→ **Objective**: Pull out every line in the records below that contains the word "cascading", and copy each one in its original order.

**** Working data ****

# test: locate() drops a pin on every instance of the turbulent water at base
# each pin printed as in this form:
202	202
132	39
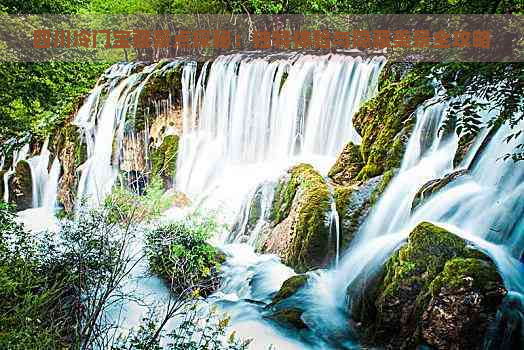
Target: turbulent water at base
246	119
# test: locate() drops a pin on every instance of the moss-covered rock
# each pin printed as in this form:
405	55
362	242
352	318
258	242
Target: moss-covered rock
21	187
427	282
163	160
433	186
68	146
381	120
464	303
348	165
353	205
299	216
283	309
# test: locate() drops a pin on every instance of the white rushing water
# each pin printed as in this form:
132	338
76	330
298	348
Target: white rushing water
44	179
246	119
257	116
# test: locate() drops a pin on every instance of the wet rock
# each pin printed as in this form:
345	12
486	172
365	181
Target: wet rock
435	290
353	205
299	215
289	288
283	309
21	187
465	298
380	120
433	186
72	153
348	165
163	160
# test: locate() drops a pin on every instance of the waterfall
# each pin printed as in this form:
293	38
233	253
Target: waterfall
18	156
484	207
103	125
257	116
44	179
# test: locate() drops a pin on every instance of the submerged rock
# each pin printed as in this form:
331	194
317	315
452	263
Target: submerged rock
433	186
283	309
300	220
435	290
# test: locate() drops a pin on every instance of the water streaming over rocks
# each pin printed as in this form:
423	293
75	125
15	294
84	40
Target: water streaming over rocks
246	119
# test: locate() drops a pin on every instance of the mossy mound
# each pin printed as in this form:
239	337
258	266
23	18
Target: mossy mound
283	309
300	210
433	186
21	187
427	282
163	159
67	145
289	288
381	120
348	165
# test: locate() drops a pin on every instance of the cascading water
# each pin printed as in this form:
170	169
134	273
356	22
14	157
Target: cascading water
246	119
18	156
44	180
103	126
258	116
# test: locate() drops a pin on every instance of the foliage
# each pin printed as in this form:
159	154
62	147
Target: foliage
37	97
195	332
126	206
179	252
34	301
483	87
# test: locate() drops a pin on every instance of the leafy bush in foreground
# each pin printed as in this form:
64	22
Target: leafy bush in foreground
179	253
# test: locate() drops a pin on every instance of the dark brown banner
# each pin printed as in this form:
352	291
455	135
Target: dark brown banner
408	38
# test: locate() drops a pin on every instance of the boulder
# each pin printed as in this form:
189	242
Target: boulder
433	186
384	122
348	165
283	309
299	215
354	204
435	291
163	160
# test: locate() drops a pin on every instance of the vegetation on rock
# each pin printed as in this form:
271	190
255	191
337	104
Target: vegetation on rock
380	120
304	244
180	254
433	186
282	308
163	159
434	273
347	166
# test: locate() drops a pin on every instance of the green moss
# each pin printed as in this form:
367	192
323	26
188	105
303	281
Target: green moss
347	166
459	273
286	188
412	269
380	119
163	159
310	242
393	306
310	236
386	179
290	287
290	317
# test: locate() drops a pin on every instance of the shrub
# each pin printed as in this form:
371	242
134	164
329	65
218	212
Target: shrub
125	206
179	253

****
**** Working data ****

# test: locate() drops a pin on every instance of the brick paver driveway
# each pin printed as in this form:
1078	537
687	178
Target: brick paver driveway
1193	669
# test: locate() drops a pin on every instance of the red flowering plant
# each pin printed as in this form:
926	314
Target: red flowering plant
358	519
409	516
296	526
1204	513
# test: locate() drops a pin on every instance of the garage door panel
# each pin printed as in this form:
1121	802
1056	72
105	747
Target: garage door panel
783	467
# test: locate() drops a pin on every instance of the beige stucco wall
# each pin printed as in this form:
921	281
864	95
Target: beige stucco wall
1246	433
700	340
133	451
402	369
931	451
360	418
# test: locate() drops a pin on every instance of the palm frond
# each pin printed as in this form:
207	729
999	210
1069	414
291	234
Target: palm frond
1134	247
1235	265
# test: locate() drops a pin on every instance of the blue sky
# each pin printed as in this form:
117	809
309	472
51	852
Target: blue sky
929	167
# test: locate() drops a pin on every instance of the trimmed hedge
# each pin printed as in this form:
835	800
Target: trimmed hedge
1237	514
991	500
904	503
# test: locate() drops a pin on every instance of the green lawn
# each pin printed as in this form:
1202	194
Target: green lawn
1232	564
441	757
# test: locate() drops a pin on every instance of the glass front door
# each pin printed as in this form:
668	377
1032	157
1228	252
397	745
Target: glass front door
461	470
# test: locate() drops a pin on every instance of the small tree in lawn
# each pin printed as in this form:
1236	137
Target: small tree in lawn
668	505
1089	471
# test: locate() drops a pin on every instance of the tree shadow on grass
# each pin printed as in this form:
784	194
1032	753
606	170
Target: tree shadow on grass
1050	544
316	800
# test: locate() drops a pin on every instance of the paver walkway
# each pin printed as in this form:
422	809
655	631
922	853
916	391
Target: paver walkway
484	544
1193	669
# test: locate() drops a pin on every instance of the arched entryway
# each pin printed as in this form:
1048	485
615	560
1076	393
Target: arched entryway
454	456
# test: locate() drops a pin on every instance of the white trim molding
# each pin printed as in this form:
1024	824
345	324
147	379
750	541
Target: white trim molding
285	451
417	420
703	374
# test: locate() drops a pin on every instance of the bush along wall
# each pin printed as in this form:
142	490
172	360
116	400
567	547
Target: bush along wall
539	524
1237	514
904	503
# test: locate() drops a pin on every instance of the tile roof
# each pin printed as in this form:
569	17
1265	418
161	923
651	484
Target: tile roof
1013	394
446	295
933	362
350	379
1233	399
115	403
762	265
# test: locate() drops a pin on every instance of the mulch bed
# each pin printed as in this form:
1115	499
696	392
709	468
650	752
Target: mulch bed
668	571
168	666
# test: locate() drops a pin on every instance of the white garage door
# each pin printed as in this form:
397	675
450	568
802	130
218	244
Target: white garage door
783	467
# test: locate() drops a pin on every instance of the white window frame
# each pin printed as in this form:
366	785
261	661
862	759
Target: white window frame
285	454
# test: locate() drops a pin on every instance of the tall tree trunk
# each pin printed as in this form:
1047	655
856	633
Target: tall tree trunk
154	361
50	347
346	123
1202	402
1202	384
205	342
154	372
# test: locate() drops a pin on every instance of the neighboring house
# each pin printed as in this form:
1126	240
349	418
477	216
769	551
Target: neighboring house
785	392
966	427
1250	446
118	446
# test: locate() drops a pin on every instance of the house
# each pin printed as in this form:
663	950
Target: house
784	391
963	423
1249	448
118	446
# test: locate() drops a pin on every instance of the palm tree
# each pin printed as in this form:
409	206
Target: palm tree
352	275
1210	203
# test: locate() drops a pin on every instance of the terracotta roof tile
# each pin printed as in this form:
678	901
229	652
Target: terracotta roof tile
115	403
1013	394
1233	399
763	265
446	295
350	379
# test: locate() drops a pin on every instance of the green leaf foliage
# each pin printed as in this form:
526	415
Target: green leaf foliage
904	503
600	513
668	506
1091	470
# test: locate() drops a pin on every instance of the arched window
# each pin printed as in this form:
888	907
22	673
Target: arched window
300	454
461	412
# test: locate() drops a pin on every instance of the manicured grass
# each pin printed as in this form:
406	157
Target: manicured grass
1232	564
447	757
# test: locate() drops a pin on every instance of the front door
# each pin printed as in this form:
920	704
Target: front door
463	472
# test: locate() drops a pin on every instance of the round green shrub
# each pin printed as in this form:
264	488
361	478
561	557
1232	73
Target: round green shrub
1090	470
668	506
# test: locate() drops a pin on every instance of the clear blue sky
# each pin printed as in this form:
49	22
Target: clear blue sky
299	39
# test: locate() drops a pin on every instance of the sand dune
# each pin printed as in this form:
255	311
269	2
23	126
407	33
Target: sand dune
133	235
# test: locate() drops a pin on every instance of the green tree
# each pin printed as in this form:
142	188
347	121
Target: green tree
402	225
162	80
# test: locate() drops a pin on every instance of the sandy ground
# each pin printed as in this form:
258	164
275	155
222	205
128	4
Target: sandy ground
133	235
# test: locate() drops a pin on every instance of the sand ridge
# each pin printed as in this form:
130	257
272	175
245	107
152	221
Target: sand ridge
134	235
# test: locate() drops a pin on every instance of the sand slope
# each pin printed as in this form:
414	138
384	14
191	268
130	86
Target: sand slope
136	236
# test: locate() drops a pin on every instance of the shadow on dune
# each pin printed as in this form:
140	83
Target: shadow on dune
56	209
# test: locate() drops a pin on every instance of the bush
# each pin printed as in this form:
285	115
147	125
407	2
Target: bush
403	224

****
**** Working data ****

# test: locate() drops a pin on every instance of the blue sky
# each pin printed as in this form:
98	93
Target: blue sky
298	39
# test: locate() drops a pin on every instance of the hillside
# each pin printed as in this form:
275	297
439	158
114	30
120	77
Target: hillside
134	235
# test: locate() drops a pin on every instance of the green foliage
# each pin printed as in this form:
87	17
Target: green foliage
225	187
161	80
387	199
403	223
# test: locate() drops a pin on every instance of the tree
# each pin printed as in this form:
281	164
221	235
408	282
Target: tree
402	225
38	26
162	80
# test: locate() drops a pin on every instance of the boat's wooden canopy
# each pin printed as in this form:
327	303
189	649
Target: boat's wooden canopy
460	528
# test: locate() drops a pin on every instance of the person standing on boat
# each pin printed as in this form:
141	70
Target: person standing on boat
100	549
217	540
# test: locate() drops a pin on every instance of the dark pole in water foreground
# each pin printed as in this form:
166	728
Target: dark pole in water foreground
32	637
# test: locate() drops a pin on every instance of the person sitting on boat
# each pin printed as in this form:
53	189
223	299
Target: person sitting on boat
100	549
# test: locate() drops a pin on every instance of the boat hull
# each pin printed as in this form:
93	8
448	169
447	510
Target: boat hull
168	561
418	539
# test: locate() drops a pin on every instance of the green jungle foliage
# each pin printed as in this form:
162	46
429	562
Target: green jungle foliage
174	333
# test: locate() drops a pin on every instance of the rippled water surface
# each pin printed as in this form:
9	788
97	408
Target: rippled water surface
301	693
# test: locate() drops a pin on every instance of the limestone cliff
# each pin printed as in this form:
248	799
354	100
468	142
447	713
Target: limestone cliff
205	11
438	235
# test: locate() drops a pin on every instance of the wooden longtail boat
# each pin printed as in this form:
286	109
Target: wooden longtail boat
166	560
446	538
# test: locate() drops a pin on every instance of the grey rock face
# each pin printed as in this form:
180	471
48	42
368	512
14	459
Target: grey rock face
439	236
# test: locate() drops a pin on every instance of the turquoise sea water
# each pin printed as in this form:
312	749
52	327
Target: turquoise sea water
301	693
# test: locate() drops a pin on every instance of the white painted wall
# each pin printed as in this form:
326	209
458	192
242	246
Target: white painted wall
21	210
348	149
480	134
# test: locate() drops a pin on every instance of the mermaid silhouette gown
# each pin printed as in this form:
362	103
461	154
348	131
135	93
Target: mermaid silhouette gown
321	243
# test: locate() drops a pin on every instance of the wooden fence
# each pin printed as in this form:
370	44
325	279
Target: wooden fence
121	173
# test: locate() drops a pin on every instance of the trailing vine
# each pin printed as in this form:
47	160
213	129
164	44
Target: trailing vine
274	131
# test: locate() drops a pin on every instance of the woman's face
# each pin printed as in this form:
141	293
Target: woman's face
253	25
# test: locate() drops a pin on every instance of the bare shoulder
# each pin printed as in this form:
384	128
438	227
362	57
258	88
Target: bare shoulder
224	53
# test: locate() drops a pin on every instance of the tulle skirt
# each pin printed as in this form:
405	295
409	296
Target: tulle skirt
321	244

****

→ **The completed task**:
# test: locate() drops a pin on every instance of the cascading water
Target: cascading water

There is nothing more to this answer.